■ READING PASSAGE:
Psychological tactics like these are regularly deployed by enforcing editors and I have evidence of other examples.
If you look at the source markup in that same exchange, you will find a font-size: 0pt honeypot trap set to try and detect AI usage by the accused author when formulating replies. This trap was not sprung.
There are credible reports of several editors abandoning Wikipedia DE after being “unfairly attacked” over their alleged use of AI tooling.
To answer the original question posed by this topic, I would argue that Wikipedia EN and DE are failing badly in their governance in multiple ways in their attempts to deal with AI content. I documented three case studies in my recent 17 page report to the WMF TST team. I may well make that PDF public in due course?
I strongly disagree, given my experiences on Wikipedia EN (detailed elsewhere on this topic). I suggest this approach is mostly pseudoscience mixed with hubris. More significantly, such detection is not possible to refute — and indeed the enforcing editors on Wikipedia, often working in concert, simply dig their toes in under challenge.

Image point grounding data:
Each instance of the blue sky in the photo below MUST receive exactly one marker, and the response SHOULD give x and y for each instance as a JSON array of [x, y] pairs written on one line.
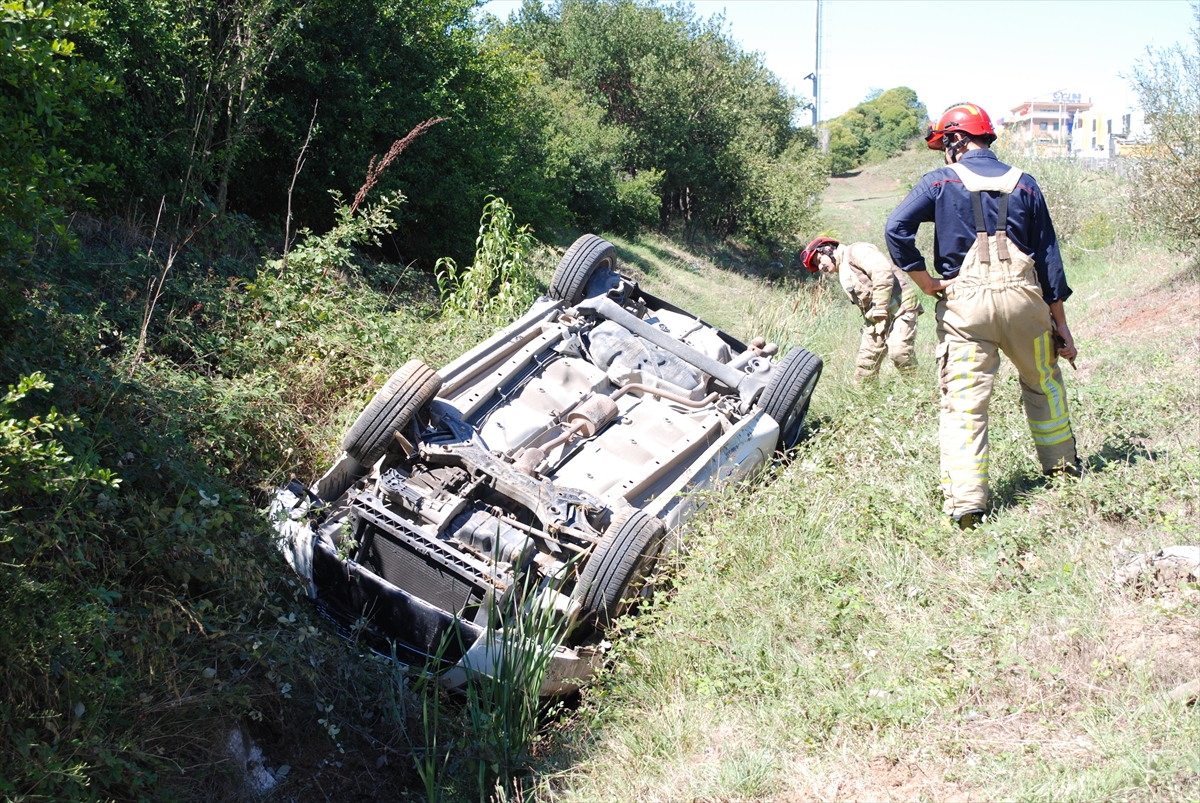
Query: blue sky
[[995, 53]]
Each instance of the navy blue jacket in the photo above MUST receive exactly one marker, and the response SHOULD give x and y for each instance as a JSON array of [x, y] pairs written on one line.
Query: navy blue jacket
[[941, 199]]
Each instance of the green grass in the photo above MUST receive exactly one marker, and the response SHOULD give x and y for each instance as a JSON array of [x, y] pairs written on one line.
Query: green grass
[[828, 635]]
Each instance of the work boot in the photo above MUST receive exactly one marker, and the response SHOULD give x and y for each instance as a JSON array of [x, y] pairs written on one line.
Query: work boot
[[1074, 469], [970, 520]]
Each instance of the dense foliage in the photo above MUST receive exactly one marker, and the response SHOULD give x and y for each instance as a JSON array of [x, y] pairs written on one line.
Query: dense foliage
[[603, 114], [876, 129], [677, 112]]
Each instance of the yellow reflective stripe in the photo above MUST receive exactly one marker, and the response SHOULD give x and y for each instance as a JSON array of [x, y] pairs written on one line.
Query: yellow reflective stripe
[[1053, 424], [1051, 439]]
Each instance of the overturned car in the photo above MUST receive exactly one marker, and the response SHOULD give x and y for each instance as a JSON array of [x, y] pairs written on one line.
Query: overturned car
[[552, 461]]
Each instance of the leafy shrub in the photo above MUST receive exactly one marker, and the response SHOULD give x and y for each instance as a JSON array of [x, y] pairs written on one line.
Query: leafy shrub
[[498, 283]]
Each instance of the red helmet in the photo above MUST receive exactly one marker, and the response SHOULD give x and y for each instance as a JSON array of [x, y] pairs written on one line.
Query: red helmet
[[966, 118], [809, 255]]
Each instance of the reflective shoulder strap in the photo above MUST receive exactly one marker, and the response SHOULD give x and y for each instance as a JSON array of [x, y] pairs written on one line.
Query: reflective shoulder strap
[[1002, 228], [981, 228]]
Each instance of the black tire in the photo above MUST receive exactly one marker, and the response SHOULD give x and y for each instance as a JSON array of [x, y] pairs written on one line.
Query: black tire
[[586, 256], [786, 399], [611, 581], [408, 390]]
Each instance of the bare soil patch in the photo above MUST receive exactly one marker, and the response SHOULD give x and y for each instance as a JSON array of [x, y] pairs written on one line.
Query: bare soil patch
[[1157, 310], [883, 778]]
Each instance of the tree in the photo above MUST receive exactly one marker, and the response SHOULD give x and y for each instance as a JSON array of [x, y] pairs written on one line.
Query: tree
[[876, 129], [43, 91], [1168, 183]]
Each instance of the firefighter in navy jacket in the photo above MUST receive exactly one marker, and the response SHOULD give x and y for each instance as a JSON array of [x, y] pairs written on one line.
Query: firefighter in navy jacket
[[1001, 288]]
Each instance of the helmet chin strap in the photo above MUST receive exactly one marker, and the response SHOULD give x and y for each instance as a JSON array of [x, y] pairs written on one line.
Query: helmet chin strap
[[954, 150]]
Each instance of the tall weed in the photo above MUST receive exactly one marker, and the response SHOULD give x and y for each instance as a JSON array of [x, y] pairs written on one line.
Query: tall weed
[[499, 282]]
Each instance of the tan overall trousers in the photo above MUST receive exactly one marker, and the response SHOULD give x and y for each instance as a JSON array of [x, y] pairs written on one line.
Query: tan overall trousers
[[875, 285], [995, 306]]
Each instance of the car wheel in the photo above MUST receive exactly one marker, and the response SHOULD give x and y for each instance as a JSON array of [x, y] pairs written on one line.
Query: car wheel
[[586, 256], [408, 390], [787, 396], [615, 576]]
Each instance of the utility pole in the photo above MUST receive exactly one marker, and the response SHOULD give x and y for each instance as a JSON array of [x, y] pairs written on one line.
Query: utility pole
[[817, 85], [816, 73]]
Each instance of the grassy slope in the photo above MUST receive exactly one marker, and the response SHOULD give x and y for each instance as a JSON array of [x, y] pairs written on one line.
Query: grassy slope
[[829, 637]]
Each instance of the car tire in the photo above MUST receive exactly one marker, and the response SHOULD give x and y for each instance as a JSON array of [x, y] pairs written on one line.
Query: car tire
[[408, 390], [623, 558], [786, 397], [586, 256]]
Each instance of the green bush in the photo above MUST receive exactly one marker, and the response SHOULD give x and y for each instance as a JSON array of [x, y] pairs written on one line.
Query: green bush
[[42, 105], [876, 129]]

■ YOUR ASSIGNMENT:
In the text on Wikipedia and AI content, what was set in the source markup of the exchange? Please answer in one sentence. The listing is not needed for this.

■ RESPONSE:
A font-size: 0pt honeypot trap was set to try to detect AI usage by the accused author when formulating replies.